-- Supplied text follows --
What Causes Hybrid Vigor?
Plant scientists at the John Innes Centre have provided a new solution to an old debate on why species hybrids can be more vigourous than their parents. In a study to be published online next week in the online open access journal PLoS Biology, the researchers found a type of genetic “noise” caused by a surprising degree of variation in gene activity even for highly similar traits in closely related species. They found that when species hybridise, some of the variation in gene activity may be cancelled out, leading to greater vigour.
Enrico Coen and colleagues analysed the trait that causes flower asymmetry in two closely related species of snapdragon. They measured the activity of two relevant genes and its effect on the trait. The “noise” or variation they identified only has a very minor effect on a species for any single gene, but the collective effect for many genes could be substantial, reducing overall species performance. They suggest that natural selection may be unable to eliminate the noise they identified. Hybridisation, however, might partly eliminate the noise.
“This is the first study that analyses the consequences of variations in gene expression on conserved traits in closely related species,” said Professor Coen, from the John Innes Centre.
-- Supplied text concluded --
**Task prompt:** Reproduce the passage of the hybrid vigor article from "Plant scientists at" up to and including "to greater vigour.", word for word. The rows that come next have no connection to the hybrid vigor article.
-- Supplied material follows --
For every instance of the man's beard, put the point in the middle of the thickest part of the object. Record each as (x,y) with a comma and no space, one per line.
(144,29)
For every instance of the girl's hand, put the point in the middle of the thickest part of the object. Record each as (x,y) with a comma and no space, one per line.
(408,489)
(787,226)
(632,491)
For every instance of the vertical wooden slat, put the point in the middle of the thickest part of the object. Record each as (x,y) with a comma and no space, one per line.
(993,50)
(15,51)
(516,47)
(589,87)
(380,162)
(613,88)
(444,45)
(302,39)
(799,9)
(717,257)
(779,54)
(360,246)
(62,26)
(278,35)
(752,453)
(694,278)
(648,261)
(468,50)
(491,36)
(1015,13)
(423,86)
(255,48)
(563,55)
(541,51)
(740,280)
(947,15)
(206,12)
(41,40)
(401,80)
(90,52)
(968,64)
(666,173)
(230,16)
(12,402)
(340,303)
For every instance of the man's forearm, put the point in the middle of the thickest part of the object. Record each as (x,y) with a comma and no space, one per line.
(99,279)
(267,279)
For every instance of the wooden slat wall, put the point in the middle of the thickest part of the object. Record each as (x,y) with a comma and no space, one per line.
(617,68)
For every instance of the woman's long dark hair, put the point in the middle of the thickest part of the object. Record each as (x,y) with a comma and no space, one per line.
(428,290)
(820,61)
-- Supplied material concluded --
**Task solution:**
Plant scientists at the John Innes Centre have provided a new solution to an old debate on why species hybrids can be more vigourous than their parents. In a study to be published online next week in the online open access journal PLoS Biology, the researchers found a type of genetic “noise” caused by a surprising degree of variation in gene activity even for highly similar traits in closely related species. They found that when species hybridise, some of the variation in gene activity may be cancelled out, leading to greater vigour.